> _WHAT THE TASK REQUIRES_: Retype, exactly and completely, the listing that comes next, skipping its images.

(RECORDS FOR PROCESSING begins)

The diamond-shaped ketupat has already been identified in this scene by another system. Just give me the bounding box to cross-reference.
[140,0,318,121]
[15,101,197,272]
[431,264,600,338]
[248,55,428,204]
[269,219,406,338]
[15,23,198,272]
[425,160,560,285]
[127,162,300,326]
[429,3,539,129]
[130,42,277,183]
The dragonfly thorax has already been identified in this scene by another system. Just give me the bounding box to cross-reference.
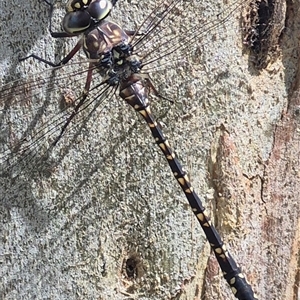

(RECORDS FOR PROCESSING ends)

> _OUTPUT FOR THIS TASK_:
The diamond-shaped ketupat has already been identified in this scene by another system. Just give me the bounding box to cross-reference.
[140,0,318,121]
[15,101,197,272]
[431,264,600,338]
[248,55,428,204]
[269,219,406,338]
[15,23,198,272]
[425,160,560,285]
[127,162,300,326]
[429,3,539,129]
[130,42,277,183]
The dragonfly thorax has already been identified in this scene by another system. Just give me the bounding box to cross-reference.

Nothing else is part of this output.